Image point grounding data
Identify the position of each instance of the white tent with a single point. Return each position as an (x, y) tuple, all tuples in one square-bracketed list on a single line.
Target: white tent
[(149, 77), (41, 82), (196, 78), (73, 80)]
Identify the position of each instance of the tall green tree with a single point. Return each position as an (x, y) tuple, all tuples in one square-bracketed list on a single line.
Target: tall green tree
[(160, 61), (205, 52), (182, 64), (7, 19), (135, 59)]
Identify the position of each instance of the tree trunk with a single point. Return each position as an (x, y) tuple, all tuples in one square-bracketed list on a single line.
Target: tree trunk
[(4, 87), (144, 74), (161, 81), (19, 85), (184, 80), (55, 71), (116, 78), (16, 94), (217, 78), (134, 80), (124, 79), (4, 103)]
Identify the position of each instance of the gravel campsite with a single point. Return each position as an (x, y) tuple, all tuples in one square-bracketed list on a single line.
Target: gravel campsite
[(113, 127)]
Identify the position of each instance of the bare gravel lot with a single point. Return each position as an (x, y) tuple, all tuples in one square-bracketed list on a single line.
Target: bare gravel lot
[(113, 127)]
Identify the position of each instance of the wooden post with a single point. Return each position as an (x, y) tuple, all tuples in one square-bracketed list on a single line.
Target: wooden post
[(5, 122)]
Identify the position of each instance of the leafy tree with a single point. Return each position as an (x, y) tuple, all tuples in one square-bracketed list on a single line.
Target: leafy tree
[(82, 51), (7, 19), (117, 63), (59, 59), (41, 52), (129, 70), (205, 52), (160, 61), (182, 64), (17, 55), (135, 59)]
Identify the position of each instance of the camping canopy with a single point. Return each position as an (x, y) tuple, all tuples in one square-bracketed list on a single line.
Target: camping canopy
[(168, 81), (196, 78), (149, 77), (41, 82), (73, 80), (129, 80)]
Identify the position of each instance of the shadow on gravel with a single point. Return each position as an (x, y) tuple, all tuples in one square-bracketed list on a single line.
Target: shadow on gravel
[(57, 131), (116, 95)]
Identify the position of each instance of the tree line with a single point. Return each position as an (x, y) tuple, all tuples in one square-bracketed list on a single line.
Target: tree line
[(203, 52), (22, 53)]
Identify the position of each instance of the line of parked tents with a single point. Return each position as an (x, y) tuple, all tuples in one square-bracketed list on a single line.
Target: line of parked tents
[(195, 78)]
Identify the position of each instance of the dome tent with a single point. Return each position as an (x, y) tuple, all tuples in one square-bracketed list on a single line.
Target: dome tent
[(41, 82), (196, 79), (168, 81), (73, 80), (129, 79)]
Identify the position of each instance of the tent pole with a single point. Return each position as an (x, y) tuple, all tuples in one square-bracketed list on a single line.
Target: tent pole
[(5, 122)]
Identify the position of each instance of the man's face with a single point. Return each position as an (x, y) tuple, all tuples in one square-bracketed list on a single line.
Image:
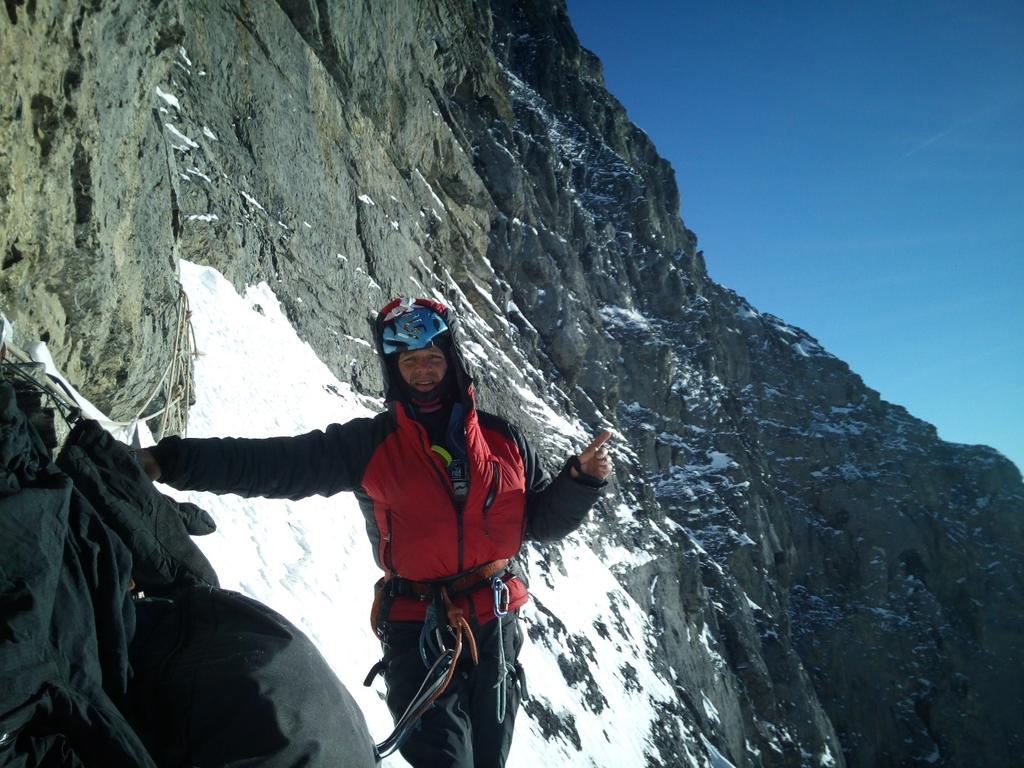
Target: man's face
[(423, 369)]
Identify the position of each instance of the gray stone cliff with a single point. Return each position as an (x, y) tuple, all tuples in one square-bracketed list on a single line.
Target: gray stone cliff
[(827, 583)]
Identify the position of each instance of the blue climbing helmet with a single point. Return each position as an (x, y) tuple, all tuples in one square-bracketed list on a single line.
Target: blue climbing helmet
[(412, 326)]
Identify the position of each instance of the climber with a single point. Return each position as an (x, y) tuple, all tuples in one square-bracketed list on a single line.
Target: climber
[(450, 494)]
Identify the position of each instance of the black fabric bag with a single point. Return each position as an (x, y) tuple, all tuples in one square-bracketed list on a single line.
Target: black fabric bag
[(222, 680), (212, 678)]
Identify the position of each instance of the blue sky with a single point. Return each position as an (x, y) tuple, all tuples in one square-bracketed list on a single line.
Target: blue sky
[(856, 168)]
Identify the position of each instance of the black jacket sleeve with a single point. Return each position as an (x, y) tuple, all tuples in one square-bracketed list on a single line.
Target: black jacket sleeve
[(554, 507), (316, 463)]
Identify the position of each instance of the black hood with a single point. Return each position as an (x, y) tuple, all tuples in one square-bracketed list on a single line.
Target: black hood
[(458, 369)]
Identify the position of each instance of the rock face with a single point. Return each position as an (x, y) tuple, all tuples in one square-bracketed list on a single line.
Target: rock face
[(826, 582)]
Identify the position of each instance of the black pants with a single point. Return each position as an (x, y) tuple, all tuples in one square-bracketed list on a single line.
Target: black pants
[(461, 729)]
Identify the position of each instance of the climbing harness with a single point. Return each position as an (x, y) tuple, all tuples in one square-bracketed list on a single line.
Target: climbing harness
[(439, 674), (432, 637)]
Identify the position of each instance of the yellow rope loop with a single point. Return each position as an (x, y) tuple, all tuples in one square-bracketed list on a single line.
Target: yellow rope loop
[(176, 380)]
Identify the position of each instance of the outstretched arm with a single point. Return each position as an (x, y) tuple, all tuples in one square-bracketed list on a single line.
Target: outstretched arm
[(316, 463)]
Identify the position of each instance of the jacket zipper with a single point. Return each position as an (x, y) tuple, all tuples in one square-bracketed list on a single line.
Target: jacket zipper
[(492, 494), (432, 459), (387, 545)]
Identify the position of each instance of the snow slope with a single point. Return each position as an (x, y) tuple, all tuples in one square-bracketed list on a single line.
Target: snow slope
[(310, 559)]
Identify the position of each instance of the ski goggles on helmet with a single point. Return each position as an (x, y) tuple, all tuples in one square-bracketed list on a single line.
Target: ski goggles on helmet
[(416, 329)]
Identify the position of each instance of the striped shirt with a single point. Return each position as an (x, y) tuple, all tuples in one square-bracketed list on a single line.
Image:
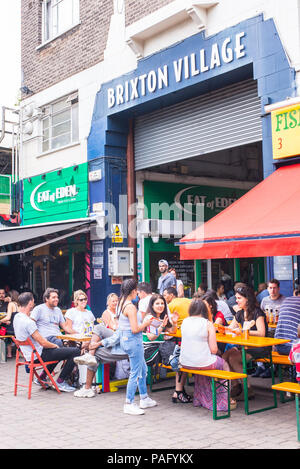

◆ **EXERCISE INSTRUCTIONS**: Write out the entries again, word for word. No images.

◆ **COMPLETED EXERCISE**:
Identify the position of each instance of the white tent with a single point. Return each position as an (x, y) tuple, all tuples in one square-bracketed list on a single line.
Target: white tent
[(149, 77), (41, 82), (196, 78), (73, 80)]
Identify the position of each instance of the tall green tree with a single point. Return each position as an (x, y) tuple, all tuples in one square-bracketed list on a single line.
Target: tall green tree
[(160, 61), (205, 52), (182, 64), (7, 19), (135, 59)]
Identify the position of each instance of the tree trunk with a single point. Return each position as an (x, y) tuple, all tuples in one square-bracketed list on a single line.
Target: tree trunk
[(4, 87), (144, 74), (161, 81), (19, 85), (184, 80), (55, 71), (116, 78), (16, 94), (217, 78), (134, 80), (124, 79), (4, 103)]
Identify the position of each instance of the gravel campsite with a single point. Return each position as an (x, y) tuple, all tuples in one square-bracketed list on a single line.
Target: gravel campsite
[(113, 127)]
Identify the position of each instance of the bare gravel lot with a single point. Return each position as an (x, y) tuple, all tuples in one square-bracketed list on a single line.
Target: bare gravel lot
[(113, 127)]
Identify the position of each instance of the wooden post with a single point. Return each position as an (x, y) tuple, all tuples in one square-bracketed list on a single line.
Target: wooden post
[(5, 122)]
Identify the position of each instance of the leafy tree with a single point. Return each position as an (x, y) tuple, all tuples in one square-bracketed list on a single line.
Target: leafy tree
[(82, 51), (7, 19), (117, 63), (59, 59), (41, 52), (129, 70), (205, 52), (160, 61), (182, 64), (17, 55), (135, 59)]
Identify the position of each instance of the camping canopy with a single point. Return each position as an (x, y) tuple, all tuples in one square-bracketed list on a single line.
Target: camping canopy
[(168, 81), (196, 78), (149, 77), (41, 82), (73, 80), (129, 80)]
Identify the position of each instance of the shadow on gravel with a single point. Return each position as an (x, y) tuple, all tuples in one square-bracketed list on a single line.
Target: shadow on gravel
[(57, 131), (116, 95)]
Identify the position of each instance of the tree line with a single point. Return each position as an (x, y) tuple, all tuples in one square-bracketed list on a single line.
Target: tree line
[(203, 52), (22, 53)]
Identify the position of each instance of the line of parked tents with a single point. Return each position as an (x, y) tuple, all tuples in one square-bracketed list on a single line.
Target: line of parked tents
[(195, 78)]
Identify the position of each instance of the dome tent with a single point. Return each position as an (x, y) tuple, all tuples in one square-bracketed list on a single line.
Target: dome tent
[(41, 82), (196, 79), (168, 81), (73, 80), (129, 79)]
Identify the position of each instance of the tent pole with a single point. Return each position as an (x, y) tuple, all tuples in one square-bracketed list on a single line.
Target: tent pole
[(5, 122)]
Identify the position of each instance of the man's face with a single point. Return each position as an (x, y) tuple, all tuples in one square-bracketed list on a single line.
Image:
Target: man's face
[(423, 369)]
Identify the position of each instance of the gray stone cliff with a single point. Return each position as an (x, y) tuple, all tuples in one square-bracketed list on a single line.
Target: gray stone cliff
[(827, 583)]
Identify the position of each instance of the blue climbing helmet with a single point. Return each position as an (x, y) tuple, all tuples in one square-bracketed list on a single line.
Target: blue climbing helmet
[(412, 326)]
Identify the position of each instance of the climber with a single point. Return each position as an (x, y) tuple, all tuples in one square-bracketed list on a single line.
Target: climber
[(450, 494)]
Identify the position of each instance of the black fabric bag with a single point. Return each position as an (x, y) tuple, all tuples in one square-bracketed list on a single line.
Target: black fabric bag
[(222, 680), (212, 678)]
Identify the position of each instance of the blue sky with a single point. Return each position as an (x, y) tuple, all tuples in one square-bracketed list on a single line.
Target: blue sky
[(856, 168)]
Identify the position of each instance of the black jacket sleeve with a single point. Return each position as an (x, y) tuple, all tuples in one square-bracketed list on a single line.
Target: black jacket sleeve
[(554, 507), (316, 463)]
Identify the position of each instance of the black hood with a single point. Return each position as an (x, y) tuple, all tuples in one square-bracketed list on a single line.
Target: black hood
[(458, 369)]
Identify the position of each instance of the rock face with a single point. Return each position as an (x, y) tuple, all tuples in one square-bracketed list on a single line.
Target: rock face
[(826, 582)]
Identify the position of each instance of the black pants with a single point. Return each position as an (x, y) tuple, all tuples in one square-bracketed list on a single line.
Target: black pants
[(461, 729)]
Identify the position of each instance of the climbing harness with a single point. Return each position as an (x, y) tuple, all tuples in one square-bracketed list on a single line.
Target: climbing harness
[(439, 674), (432, 637)]
Identify the position of each instance of the yellow rope loop with a single point. Return each position as an (x, y) tuple, all tuples in one square-bracketed list on a single line.
Target: yellow rope loop
[(176, 380)]
Identify the position of each instance of the outstretched arm with a single point. Return each position as an (x, y) tuple, all tuples in one square-bracketed list on a single line.
Target: outstretched arm
[(316, 463)]
Identify the position of each instance of the jacket zipper with a single point. Return each position as an (x, y) tuple, all tuples in one square-bracketed list on a single line.
Target: jacket zipper
[(492, 494), (432, 459), (387, 545)]
Identify the position of each instance of the snow slope with a single point. Return each position as an (x, y) tuple, all tuples in one square-bracketed list on a single line.
Target: snow slope
[(310, 559)]
Identify the position of each instance of the ski goggles on helmet with a single point. Return each position as an (x, y) tuple, all tuples in one square-bracketed list on a single line.
Target: ski goggles on helmet
[(416, 329)]
Identify the position of each instance of the striped shirt with a single point. Return each position as an (x, y) tuple, all tuples in one square-bracketed list on a single line.
Image:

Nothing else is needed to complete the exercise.